Segment Open

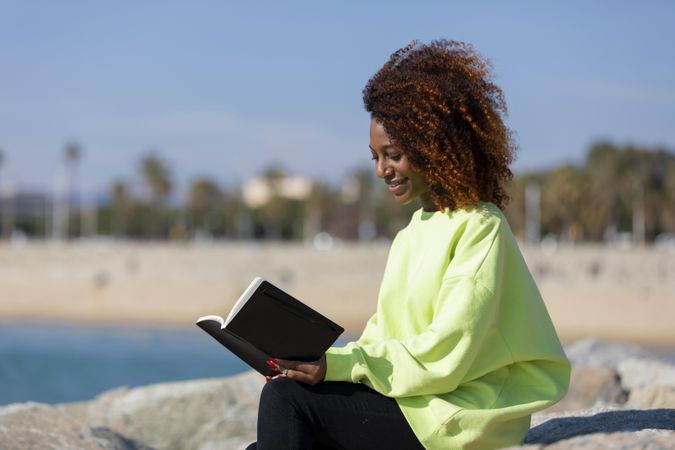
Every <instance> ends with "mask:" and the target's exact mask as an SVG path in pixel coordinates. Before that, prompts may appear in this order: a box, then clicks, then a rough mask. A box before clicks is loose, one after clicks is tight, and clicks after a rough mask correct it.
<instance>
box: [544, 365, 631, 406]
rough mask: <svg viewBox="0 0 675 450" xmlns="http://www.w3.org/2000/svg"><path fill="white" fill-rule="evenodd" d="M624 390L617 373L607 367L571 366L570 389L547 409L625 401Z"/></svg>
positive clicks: (617, 404) (604, 404)
mask: <svg viewBox="0 0 675 450" xmlns="http://www.w3.org/2000/svg"><path fill="white" fill-rule="evenodd" d="M626 398H627V393H626V391H624V390H623V388H622V387H621V381H620V379H619V375H618V374H617V373H616V372H615V371H614V370H612V369H610V368H607V367H583V366H582V367H573V368H572V375H571V378H570V389H569V391H568V393H567V395H566V396H565V398H564V399H562V400H561V401H560V402H558V403H557V404H555V405H554V406H553V407H551V408H549V409H548V410H547V411H549V412H551V411H570V410H577V409H586V408H591V407H593V406H597V405H618V404H621V403H625V402H626Z"/></svg>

Segment Closed

• Goal of the exercise
Copy out the material above with every "rough mask" replaced by "coarse mask", changing nothing else and leaving out the pictures.

• Response area
Every <instance> ends with "mask:" and the target's exact mask as an SVG path in pixel coordinates. Before that, prompts may appear in this order: a box, then clicks, then a coarse mask. A box before clicks is loose, one after clicks is tight, and clicks after a coarse mask correct it.
<instance>
box: [544, 365, 631, 406]
coarse mask: <svg viewBox="0 0 675 450" xmlns="http://www.w3.org/2000/svg"><path fill="white" fill-rule="evenodd" d="M624 390L617 373L607 367L571 366L570 389L547 409L625 401Z"/></svg>
positive clicks: (617, 404) (604, 404)
mask: <svg viewBox="0 0 675 450" xmlns="http://www.w3.org/2000/svg"><path fill="white" fill-rule="evenodd" d="M626 398H627V393H626V391H624V390H623V388H622V387H621V381H620V379H619V375H618V374H617V373H616V372H615V371H614V370H612V369H610V368H607V367H583V366H582V367H573V368H572V375H571V378H570V389H569V391H568V393H567V395H566V396H565V398H564V399H562V400H561V401H560V402H558V403H557V404H555V405H554V406H553V407H551V408H549V409H548V410H547V411H549V412H551V411H570V410H577V409H586V408H591V407H593V406H597V405H618V404H621V403H625V402H626Z"/></svg>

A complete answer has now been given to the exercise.